*** Records for this exercise

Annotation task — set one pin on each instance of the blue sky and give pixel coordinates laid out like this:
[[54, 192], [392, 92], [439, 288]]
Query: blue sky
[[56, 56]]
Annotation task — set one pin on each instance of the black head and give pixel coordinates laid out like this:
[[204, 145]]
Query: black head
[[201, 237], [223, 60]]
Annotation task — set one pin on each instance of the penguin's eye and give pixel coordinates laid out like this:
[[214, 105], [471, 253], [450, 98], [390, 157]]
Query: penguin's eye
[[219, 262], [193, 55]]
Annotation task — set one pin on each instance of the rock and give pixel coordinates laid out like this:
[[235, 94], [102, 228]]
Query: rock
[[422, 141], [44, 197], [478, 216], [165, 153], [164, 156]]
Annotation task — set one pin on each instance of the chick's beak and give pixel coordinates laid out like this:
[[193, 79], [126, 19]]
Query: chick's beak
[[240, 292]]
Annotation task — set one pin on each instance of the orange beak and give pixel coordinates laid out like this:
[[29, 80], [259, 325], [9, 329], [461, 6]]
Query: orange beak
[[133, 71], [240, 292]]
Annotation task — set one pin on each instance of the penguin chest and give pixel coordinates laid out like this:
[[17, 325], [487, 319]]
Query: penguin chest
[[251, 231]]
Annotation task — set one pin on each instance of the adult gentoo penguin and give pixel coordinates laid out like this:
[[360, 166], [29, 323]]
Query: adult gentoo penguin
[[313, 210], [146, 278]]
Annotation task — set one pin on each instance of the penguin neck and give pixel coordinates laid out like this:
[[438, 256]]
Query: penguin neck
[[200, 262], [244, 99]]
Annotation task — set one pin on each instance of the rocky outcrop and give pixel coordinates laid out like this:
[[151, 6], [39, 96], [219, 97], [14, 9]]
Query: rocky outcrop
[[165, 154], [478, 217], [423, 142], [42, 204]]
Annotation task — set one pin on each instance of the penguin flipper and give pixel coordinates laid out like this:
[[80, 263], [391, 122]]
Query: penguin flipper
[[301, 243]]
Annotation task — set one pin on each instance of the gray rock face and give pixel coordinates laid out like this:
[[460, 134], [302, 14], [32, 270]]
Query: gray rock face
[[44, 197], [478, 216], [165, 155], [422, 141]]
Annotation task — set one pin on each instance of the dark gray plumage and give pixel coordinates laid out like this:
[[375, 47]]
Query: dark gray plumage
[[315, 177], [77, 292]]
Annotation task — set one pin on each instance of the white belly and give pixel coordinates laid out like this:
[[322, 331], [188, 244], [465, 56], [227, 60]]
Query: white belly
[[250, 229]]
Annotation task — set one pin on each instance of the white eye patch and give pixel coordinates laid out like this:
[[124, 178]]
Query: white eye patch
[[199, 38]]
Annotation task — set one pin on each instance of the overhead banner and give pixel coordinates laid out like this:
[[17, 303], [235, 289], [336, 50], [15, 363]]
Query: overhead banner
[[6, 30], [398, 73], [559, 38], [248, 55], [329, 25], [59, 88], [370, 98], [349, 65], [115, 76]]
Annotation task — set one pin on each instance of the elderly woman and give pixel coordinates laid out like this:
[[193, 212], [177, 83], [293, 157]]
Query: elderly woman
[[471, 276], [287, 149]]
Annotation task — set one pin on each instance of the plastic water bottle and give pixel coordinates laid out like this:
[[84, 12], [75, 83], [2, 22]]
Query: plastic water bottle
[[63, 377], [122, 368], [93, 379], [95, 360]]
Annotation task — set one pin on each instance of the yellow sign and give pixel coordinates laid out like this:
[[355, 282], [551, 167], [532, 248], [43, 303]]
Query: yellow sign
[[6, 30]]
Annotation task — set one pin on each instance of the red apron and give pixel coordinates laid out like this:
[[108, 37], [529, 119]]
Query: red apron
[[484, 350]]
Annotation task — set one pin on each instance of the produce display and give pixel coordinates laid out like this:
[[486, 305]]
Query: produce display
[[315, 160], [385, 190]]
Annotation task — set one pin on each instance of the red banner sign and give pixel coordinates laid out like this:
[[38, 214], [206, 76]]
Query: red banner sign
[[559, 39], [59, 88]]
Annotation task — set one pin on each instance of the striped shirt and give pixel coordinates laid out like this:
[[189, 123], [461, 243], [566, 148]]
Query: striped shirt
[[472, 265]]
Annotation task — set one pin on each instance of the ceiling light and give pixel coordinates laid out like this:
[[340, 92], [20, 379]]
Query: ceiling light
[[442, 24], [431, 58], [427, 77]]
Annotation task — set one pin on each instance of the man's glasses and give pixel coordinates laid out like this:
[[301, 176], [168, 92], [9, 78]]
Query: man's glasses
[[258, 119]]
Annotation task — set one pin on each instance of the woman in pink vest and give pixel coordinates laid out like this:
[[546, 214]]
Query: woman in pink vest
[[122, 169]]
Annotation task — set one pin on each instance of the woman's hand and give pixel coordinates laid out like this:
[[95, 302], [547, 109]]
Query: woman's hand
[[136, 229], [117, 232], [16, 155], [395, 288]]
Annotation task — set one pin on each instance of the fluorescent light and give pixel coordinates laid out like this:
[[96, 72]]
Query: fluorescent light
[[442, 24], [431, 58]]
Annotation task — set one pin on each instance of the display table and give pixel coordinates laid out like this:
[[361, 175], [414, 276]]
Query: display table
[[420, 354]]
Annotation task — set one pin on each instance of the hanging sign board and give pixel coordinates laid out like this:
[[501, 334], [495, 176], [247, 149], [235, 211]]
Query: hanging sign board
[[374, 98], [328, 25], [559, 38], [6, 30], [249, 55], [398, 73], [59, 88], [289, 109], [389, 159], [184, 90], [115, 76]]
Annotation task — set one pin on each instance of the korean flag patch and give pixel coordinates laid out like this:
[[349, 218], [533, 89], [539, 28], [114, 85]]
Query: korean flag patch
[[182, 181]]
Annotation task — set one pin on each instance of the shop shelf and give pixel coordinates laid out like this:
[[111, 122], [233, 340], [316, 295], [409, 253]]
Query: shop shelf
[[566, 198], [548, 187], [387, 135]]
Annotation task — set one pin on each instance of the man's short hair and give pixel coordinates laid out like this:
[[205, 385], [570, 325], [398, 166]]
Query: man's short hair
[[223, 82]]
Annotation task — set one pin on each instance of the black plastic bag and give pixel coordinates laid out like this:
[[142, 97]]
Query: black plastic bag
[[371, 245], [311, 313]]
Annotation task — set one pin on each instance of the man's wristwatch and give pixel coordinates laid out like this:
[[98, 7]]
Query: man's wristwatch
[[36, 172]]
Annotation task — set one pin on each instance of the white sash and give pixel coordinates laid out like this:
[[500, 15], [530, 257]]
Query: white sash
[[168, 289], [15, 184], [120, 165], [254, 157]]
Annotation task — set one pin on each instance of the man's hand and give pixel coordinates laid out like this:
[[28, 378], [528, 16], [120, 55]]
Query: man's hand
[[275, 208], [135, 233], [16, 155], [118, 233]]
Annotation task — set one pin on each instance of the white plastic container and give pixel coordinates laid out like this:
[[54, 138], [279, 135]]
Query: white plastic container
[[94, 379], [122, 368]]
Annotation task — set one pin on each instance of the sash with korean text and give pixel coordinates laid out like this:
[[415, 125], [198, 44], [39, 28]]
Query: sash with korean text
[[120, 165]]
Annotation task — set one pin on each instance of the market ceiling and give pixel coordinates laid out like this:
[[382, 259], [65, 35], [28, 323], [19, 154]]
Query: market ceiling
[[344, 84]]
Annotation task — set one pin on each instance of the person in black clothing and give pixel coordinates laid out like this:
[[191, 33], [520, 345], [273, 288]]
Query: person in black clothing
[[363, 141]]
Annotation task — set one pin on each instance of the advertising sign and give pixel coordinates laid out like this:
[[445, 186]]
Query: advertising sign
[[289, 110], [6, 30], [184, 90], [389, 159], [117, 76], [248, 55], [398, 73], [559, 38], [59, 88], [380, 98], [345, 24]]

******

* **Written request**
Extract, word for word, each line of the listing above.

* **Solution for this exercise**
Annotation task — set one pin on each instance of the blue sky and give pixel coordinates laid out like this:
[[54, 192], [392, 92], [439, 288]]
Query: blue sky
[[56, 56]]
Annotation task — set one pin on each instance of the black head and give pixel coordinates laid out like this:
[[204, 145]]
Query: black head
[[201, 237], [223, 60]]
Annotation task — set one pin on each instance of the penguin's eye and give pixel coordinates laid out like this:
[[214, 105], [471, 253], [450, 98], [390, 157]]
Query: penguin's eye
[[219, 262], [193, 55]]
Annotation task — set one pin on each instance of the rock and give pixel coordinates laid out like this:
[[235, 94], [102, 228]]
Query: rock
[[422, 141], [44, 197], [478, 216], [165, 153], [164, 156]]
Annotation task — set one pin on each instance of the chick's beak and give pixel coordinates laid out like this:
[[193, 79], [126, 19]]
Query: chick's beak
[[240, 292]]
Annotation task — set one pin on each instance of the orange beak and give pixel coordinates laid out like this:
[[29, 80], [259, 325], [9, 329], [461, 6]]
Query: orange beak
[[133, 71], [240, 292]]
Annotation task — set one pin on each instance of the penguin chest and give pixel coordinates laid out like this:
[[17, 325], [487, 319]]
Query: penguin chest
[[251, 231]]
Annotation task — set one pin on each instance of the adult gentoo penguin and give pixel coordinates laid out like this:
[[360, 166], [29, 323]]
Query: adult gentoo penguin
[[313, 210], [146, 278]]
Annotation task — set one pin on each instance of the penguin neck and give pixel coordinates laid out like this:
[[438, 256]]
Query: penguin neck
[[200, 262], [244, 99]]
Annotation task — set one pin on each instance of the rocky outcrop and give pixel coordinates laid out like this:
[[151, 6], [39, 96], [219, 97], [14, 9]]
Query: rocky outcrop
[[165, 154], [478, 217], [423, 142], [42, 204]]
Annotation task — set one pin on each instance of the penguin flipper and give pixel coordinates laid out like this:
[[80, 263], [391, 122]]
Query: penguin flipper
[[301, 243]]
Annotation task — set one pin on each instance of the gray rock face and give pixel coordinates laid out like this:
[[460, 134], [302, 14], [32, 270]]
Query: gray rock face
[[44, 197], [478, 216], [165, 155], [422, 141]]
Annotation task — set one pin on each instance of the dark gray plumage and give pixel coordinates laid out like this:
[[375, 47]]
Query: dark gray plumage
[[315, 177], [77, 292]]
Annotation task — set one pin on each instance of the white belly and give pixel coordinates laid out like this:
[[322, 331], [188, 244], [465, 56], [227, 60]]
Query: white belly
[[250, 229]]
Annotation task — set one pin on each instance of the white eye patch and give pixel coordinates laid out like this:
[[124, 178]]
Query: white eye patch
[[199, 38]]
Annotation task — set one pin on each instance of the overhead banner and give pixel coordinates laid out like this:
[[17, 303], [235, 289], [336, 50], [15, 363]]
Query: overhead banner
[[6, 30], [398, 73], [559, 38], [248, 55], [329, 25], [59, 88], [370, 98], [349, 65], [115, 76]]
Annotation task — set one pin on each instance of the elderly woman and give pixel coordinates laid out like this:
[[193, 212], [177, 83], [293, 157]]
Query: elderly woman
[[471, 276], [287, 149]]
Annotation task — set one pin on each instance of the plastic water bottle and give pixel coordinates laid out like this:
[[84, 12], [75, 83], [2, 22]]
Query: plastic water bottle
[[63, 377], [122, 368], [93, 379], [95, 360]]
Annotation task — set one pin on each instance of the yellow sign and give pixel coordinates laid out like this:
[[355, 282], [551, 167], [532, 248], [43, 303]]
Query: yellow sign
[[6, 30]]
Annotation task — set one pin on each instance of the red apron and give pixel coordinates laid out like this:
[[108, 37], [529, 119]]
Query: red apron
[[484, 350]]
Annotation task — set one pin on each instance of the produce display and give pixel coordinates laid out like this:
[[486, 305]]
Query: produce display
[[315, 160], [385, 190]]
Annotation task — set one pin on each instance of the red banner sign and give pixel coordinates laid out like this:
[[38, 214], [206, 76]]
Query: red banner sign
[[559, 39], [59, 88]]
Annotation task — set one pin on each instance of the striped shirt and give pixel coordinates laid out like this:
[[189, 123], [461, 243], [566, 148]]
Query: striped shirt
[[472, 265]]
Annotation task — set one pin on each instance of the ceiling light and give pixel coordinates laid out like this:
[[340, 92], [20, 379]]
Query: ceiling light
[[442, 24], [431, 58], [427, 77]]
Annotation task — set one pin on each instance of the man's glasses and give pixel coordinates laid out like this:
[[301, 176], [168, 92], [9, 78]]
Query: man's glasses
[[258, 119]]
Annotation task — set one pin on each instance of the woman in pink vest and give pixel coordinates laid out like this:
[[546, 214]]
Query: woman in pink vest
[[122, 169]]
Annotation task — set one pin on each instance of the woman's hand and give pixel coordinates laid out like this:
[[95, 302], [547, 109]]
Query: woman's hand
[[136, 229], [117, 232], [16, 155], [395, 288]]
Annotation task — set one pin on each instance of the fluorescent light and give pixel coordinates laid out like this:
[[96, 72]]
Query: fluorescent light
[[442, 24], [431, 58]]
Annotation task — set one pin on each instance of the display table and give pixel coordinates laid out like this:
[[361, 175], [414, 276]]
Query: display table
[[420, 354]]
Annotation task — set one pin on each instance of the hanging sign board and give pixel coordinates laid out like this:
[[501, 334], [495, 176], [247, 149], [235, 211]]
Query: hanging sign board
[[374, 98], [328, 25], [559, 38], [6, 30], [249, 55], [398, 73], [59, 88], [289, 109], [389, 159], [184, 90], [115, 76]]
Annotation task — set one pin on each instance of the korean flag patch and give pixel coordinates laid out like this:
[[349, 218], [533, 89], [539, 28], [114, 85]]
Query: korean flag patch
[[182, 181]]
Annotation task — set one pin on each instance of the shop shelf and give pixel coordinates laid out like this:
[[111, 122], [233, 340], [316, 295], [409, 253]]
Query: shop shelf
[[566, 198], [548, 187], [387, 135]]
Annotation task — set one pin on each instance of the man's short hair and give pixel coordinates laid out like this:
[[205, 385], [570, 325], [398, 166]]
Query: man's short hair
[[223, 82]]
Annotation task — set one pin on each instance of the black plastic bag and give pixel coordinates laid out like this:
[[142, 97]]
Query: black plastic bag
[[371, 245], [311, 313]]
Annotation task — set one pin on each instance of the man's wristwatch and give pixel coordinates laid out like this:
[[98, 7]]
Query: man's wristwatch
[[36, 172]]
Annotation task — set one pin on each instance of the white sash and give pixel coordinates laid out like this:
[[500, 15], [530, 257]]
Query: white sash
[[168, 289], [15, 184], [120, 165], [254, 157]]
Annotation task — set one pin on each instance of the man's hand and give pixel coordinates laid out like this:
[[28, 378], [528, 16], [120, 55]]
Query: man's hand
[[275, 208], [135, 233], [16, 155], [118, 233]]
Annotation task — set one pin on each instance of the white plastic container and give pixel coordinates laid out like this:
[[54, 138], [279, 135]]
Query: white plastic container
[[94, 379], [122, 368]]
Annotation task — set one pin on each instance of the sash with korean text and give pixel coordinates laid out like this:
[[415, 125], [198, 44], [39, 28]]
Query: sash with korean text
[[120, 165]]
Annotation task — set one pin on each instance of the market ceiling and give pixel coordinates laid out like this:
[[382, 259], [65, 35], [28, 323], [19, 154]]
Query: market ceiling
[[344, 84]]
Annotation task — set one pin on each instance of the person in black clothing and give pixel coordinates laid out like this:
[[191, 33], [520, 345], [273, 288]]
Query: person in black clothing
[[363, 141]]
Annotation task — set one pin on each instance of the advertising sign and give pixel coordinates laid out like this:
[[445, 186]]
Query: advertising sign
[[289, 110], [6, 30], [184, 90], [389, 159], [117, 76], [248, 55], [398, 73], [559, 38], [59, 88], [380, 98], [345, 24]]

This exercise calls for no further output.